### Problem
Return the whole commentary on the appeals court rulings below word for word.

### Source extract
===============

The Fifth Circuit noted that the district court’s summary judgment findings were very brief when compared to the lengthy briefing submitted by both sides. Judge Hughes’ order included few citations to the record or to legal precedent. And, he did not follow the clear legal guidance on how to assess whether information is truly in the public domain or not. So, the higher court took the extraordinary remedy of re-assigning the case to a different district judge. After eight years, the case is still not past the point at which public disclosure is recognized as such, or not. The Fifth Circuit is not happy with Judge Hughes. See the decision here.
Award of Attorney’s Fees Against EEOC is Reversed
I first wrote about this case a couple of years ago. See my prior post about EEOC v. CRST Van Expedited, Inc. It struck me as a good case, but the court parsed the evidence to make it seem like a weak case. Too, the court rejected the view that certain “lead” drivers could constitute managers. If those lead drivers were not managers, then the employer would not be liable for sexual harassment. In any event, the EEOC lost. In that appeal, the court of appeals did vacate the award of attorney’s fees. The higher court found that the employer did not prevail on any issue. A party must be a “prevailing” party to be entitled to attorney’s fees.
Well, the case apparently got worse for the EEOC, because the district court assessed $4.6 million in attorney’s fees, again. The EEOC did settle one case for one plaintiff for $50,000. But, what had been intended as a class action of some 107 women resulted in just that, one settlement. In this most recent appeal, the Eighth Circuit did find that the EEOC had advanced claims on behalf of more than one plaintiff. The EEOC tried to argue that it had withdrawn such claims. The Eighth Circuit did not accept that argument.
The defendant also claimed that when the district court dismissed claims based on “pattern and practice” of discrimination, then that ruling made the defendant a prevailing party. No, said the higher court. The EEOC did not allege a “pattern or practice” lawsuit. The lower court assumed the EEOC had alleged a pattern or practice lawsuit without making any actual finding.

===============

### Supplied information
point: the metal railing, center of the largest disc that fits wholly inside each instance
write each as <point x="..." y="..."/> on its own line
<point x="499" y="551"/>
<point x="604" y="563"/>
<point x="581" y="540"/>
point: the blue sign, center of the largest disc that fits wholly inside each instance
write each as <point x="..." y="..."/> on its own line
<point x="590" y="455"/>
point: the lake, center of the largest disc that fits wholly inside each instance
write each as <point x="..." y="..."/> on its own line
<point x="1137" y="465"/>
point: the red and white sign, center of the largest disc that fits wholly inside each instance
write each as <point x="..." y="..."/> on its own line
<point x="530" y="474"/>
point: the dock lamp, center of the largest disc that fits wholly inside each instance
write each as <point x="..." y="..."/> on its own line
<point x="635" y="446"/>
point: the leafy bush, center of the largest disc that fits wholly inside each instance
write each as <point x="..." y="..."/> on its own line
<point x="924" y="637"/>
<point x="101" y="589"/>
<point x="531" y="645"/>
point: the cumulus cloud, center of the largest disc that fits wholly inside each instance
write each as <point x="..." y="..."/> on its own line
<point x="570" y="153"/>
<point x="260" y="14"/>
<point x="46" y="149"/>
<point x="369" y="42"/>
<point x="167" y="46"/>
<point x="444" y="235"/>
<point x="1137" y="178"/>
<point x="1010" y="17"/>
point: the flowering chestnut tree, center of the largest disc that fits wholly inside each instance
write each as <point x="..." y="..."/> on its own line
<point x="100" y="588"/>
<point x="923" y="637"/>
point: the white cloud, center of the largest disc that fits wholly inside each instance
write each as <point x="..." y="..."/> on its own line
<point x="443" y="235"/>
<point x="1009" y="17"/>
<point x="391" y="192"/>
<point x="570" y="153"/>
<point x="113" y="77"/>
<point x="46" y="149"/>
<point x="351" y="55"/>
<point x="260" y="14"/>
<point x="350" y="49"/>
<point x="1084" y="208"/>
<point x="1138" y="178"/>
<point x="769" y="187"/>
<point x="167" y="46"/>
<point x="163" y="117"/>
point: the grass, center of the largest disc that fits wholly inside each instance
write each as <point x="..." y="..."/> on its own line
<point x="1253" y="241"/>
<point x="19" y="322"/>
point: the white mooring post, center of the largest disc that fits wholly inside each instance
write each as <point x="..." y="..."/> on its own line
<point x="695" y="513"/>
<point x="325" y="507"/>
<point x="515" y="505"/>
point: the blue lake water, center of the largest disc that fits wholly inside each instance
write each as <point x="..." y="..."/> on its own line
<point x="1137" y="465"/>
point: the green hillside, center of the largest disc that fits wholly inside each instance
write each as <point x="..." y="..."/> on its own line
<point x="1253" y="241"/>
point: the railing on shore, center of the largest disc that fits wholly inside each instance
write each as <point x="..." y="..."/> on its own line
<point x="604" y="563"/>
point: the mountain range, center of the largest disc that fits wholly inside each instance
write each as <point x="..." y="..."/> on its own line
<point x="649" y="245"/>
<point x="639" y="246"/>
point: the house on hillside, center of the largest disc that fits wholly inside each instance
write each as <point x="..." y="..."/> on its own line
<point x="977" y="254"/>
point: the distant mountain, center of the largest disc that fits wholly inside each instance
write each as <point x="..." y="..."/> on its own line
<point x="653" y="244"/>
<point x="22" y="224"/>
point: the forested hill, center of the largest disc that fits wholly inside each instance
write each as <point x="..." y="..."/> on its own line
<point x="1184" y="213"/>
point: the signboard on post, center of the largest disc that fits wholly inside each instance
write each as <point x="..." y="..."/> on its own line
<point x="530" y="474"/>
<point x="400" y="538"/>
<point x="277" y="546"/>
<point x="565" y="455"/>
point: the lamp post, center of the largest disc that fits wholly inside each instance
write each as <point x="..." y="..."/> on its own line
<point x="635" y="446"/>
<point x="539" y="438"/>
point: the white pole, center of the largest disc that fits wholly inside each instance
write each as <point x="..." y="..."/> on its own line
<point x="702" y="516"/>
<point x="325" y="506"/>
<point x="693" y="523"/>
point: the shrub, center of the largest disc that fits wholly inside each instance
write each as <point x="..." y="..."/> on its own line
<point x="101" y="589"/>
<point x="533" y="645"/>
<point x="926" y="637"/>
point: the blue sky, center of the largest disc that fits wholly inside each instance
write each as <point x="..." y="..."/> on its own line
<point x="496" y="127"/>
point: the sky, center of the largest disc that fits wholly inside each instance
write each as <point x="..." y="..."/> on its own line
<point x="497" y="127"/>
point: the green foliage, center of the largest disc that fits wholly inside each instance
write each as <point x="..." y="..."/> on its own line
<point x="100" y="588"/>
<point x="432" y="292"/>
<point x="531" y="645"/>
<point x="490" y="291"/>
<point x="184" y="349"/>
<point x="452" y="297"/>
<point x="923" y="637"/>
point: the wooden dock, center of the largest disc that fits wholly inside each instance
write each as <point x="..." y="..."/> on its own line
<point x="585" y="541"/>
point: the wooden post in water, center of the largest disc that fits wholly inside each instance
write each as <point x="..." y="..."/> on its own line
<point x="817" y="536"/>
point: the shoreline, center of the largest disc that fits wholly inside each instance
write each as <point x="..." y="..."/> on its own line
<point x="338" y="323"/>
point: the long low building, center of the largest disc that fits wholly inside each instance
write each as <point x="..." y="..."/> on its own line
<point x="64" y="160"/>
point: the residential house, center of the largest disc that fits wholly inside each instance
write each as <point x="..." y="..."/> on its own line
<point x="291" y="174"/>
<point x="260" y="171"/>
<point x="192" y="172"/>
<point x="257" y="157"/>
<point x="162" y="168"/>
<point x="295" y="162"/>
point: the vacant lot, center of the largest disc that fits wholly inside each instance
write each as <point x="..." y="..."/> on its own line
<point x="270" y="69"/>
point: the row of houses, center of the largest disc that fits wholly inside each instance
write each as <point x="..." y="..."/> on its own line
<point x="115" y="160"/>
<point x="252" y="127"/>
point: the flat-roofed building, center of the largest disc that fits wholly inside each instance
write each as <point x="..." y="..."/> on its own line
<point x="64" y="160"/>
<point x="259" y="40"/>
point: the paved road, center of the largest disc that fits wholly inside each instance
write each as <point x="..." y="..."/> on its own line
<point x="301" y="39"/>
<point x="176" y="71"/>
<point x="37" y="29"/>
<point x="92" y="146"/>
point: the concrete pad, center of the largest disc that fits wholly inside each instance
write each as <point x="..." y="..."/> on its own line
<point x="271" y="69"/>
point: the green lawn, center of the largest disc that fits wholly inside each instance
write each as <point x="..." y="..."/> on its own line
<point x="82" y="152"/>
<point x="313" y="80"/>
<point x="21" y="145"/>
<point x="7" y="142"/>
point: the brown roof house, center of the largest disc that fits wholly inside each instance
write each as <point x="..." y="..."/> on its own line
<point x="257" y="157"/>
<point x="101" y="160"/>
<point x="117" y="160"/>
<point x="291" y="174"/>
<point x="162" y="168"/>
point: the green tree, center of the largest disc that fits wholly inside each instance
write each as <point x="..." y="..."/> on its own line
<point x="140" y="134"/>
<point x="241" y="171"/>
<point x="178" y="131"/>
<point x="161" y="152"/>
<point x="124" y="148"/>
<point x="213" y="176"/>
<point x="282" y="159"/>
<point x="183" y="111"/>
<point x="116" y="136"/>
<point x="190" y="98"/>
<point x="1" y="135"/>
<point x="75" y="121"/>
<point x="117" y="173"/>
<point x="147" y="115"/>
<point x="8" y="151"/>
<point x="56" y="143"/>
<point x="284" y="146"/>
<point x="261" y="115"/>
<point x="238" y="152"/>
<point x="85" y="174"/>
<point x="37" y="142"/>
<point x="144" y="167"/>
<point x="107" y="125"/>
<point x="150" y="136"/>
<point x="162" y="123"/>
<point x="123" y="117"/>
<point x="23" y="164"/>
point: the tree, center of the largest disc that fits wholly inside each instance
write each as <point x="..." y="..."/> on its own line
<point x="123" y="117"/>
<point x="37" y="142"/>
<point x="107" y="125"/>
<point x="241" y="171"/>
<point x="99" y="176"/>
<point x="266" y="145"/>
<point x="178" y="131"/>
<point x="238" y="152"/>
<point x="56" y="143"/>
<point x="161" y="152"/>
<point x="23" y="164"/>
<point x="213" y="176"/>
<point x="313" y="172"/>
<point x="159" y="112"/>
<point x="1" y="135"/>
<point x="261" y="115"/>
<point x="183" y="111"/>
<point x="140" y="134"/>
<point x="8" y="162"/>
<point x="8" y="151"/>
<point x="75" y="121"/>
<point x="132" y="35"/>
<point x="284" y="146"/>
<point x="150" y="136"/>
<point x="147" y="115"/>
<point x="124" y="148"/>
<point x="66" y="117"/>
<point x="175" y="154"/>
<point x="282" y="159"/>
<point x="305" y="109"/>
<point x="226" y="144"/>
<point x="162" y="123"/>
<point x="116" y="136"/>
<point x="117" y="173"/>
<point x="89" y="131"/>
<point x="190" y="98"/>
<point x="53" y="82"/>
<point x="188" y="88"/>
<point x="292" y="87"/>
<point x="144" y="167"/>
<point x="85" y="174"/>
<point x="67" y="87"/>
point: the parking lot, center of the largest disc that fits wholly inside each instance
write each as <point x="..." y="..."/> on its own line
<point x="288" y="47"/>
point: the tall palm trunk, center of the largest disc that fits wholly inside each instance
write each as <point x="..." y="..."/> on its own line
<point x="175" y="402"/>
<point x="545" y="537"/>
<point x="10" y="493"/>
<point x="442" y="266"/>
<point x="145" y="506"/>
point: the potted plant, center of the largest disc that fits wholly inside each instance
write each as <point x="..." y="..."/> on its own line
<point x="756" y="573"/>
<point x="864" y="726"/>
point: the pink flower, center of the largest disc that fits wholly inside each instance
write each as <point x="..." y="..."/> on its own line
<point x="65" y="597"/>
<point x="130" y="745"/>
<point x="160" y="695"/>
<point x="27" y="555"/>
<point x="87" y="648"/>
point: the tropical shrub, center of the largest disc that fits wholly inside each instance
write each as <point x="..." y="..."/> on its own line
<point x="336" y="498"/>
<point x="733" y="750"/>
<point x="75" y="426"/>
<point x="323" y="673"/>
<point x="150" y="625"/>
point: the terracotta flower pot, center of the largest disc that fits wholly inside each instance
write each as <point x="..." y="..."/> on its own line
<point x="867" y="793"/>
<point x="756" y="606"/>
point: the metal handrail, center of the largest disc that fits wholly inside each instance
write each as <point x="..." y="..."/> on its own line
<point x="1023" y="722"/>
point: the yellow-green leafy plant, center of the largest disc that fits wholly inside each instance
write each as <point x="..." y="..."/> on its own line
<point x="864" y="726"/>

===============

### Full output
The Fifth Circuit noted that the district court’s summary judgment findings were very brief when compared to the lengthy briefing submitted by both sides. Judge Hughes’ order included few citations to the record or to legal precedent. And, he did not follow the clear legal guidance on how to assess whether information is truly in the public domain or not. So, the higher court took the extraordinary remedy of re-assigning the case to a different district judge. After eight years, the case is still not past the point at which public disclosure is recognized as such, or not. The Fifth Circuit is not happy with Judge Hughes. See the decision here.
Award of Attorney’s Fees Against EEOC is Reversed
I first wrote about this case a couple of years ago. See my prior post about EEOC v. CRST Van Expedited, Inc. It struck me as a good case, but the court parsed the evidence to make it seem like a weak case. Too, the court rejected the view that certain “lead” drivers could constitute managers. If those lead drivers were not managers, then the employer would not be liable for sexual harassment. In any event, the EEOC lost. In that appeal, the court of appeals did vacate the award of attorney’s fees. The higher court found that the employer did not prevail on any issue. A party must be a “prevailing” party to be entitled to attorney’s fees.
Well, the case apparently got worse for the EEOC, because the district court assessed $4.6 million in attorney’s fees, again. The EEOC did settle one case for one plaintiff for $50,000. But, what had been intended as a class action of some 107 women resulted in just that, one settlement. In this most recent appeal, the Eighth Circuit did find that the EEOC had advanced claims on behalf of more than one plaintiff. The EEOC tried to argue that it had withdrawn such claims. The Eighth Circuit did not accept that argument.
The defendant also claimed that when the district court dismissed claims based on “pattern and practice” of discrimination, then that ruling made the defendant a prevailing party. No, said the higher court. The EEOC did not allege a “pattern or practice” lawsuit. The lower court assumed the EEOC had alleged a pattern or practice lawsuit without making any actual finding.